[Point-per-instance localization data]

Segment Open

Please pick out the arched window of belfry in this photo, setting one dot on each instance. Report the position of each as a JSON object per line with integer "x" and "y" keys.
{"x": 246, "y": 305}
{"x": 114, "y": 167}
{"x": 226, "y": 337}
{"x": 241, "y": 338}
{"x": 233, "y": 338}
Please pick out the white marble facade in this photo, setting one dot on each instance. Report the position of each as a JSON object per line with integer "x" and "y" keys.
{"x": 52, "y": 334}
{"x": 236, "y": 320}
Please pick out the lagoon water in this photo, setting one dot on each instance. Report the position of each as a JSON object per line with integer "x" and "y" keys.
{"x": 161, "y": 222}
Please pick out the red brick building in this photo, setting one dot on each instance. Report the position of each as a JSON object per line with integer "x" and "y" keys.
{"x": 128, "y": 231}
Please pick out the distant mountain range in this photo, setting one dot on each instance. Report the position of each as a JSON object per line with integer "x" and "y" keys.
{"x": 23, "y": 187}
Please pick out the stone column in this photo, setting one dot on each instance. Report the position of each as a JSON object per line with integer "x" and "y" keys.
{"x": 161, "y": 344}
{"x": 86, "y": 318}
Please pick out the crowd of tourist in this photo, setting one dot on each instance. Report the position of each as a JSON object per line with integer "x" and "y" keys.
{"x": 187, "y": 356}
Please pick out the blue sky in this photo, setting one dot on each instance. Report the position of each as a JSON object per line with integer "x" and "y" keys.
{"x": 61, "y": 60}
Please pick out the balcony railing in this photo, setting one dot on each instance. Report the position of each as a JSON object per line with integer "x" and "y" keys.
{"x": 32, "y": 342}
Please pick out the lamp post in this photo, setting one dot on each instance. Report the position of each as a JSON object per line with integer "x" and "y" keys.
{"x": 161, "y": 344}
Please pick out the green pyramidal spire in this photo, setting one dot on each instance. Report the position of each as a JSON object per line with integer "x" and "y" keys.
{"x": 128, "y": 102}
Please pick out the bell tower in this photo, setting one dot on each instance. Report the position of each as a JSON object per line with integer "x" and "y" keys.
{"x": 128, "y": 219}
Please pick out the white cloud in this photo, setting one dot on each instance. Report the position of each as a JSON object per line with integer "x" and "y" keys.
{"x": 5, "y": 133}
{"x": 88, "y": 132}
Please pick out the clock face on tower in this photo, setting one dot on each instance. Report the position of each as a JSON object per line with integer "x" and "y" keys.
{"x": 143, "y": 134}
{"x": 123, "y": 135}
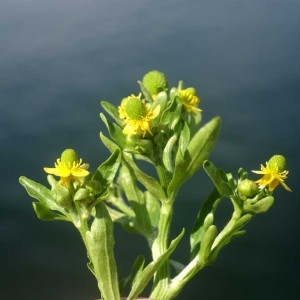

Segment Closed

DIRECTIONS>
Leave out each picture and extract the lines from the one containing "Please pick out the stone" through the end of the records above, inclusive, exactly as they stand.

ANSWER FOR THE TASK>
Please pick out the stone column in this photo, setting one dot on each instance. Report the position of each as a JSON object per line with integer "x" and "y" keys.
{"x": 161, "y": 344}
{"x": 86, "y": 318}
Please pick out the crowd of tourist in this photo, setting one dot on each instance. Report the position of each as a JSON object per line with integer "x" and "y" keys.
{"x": 187, "y": 356}
Please pick out the blue sky in this photo, setting one dot on each instance. Report the position of each as a JSON object per line with integer "x" and "y" keys.
{"x": 61, "y": 60}
Please pick out the balcony railing in this photo, setting one dot on each instance. Report the position of each as a JSON object per line with integer "x" and "y" keys.
{"x": 32, "y": 342}
Please pick out the lamp post in this photo, setting one dot on each instance. Report the position of each as a JSON object per line with integer "x" and "y" keys.
{"x": 161, "y": 344}
Please pick out the green pyramidal spire in this photo, setting one dot on each instance. Report the position of each as a JSON object per line with integer "x" and "y" keys.
{"x": 128, "y": 102}
Please pick out the bell tower in this photo, setting one dot on each instance. Report the position of each as a JSON object per line with integer "x" and "y" keys.
{"x": 128, "y": 219}
Please pick out the white cloud in this photo, setting one dot on each instance. Report the position of each as a JSON object per line with integer "x" and "y" keys.
{"x": 5, "y": 133}
{"x": 88, "y": 132}
Please pick out the clock face on tower in this photo, setting one dot on each instance. Report the position of each as a JSON object per line with integer "x" and "y" keys.
{"x": 143, "y": 134}
{"x": 123, "y": 135}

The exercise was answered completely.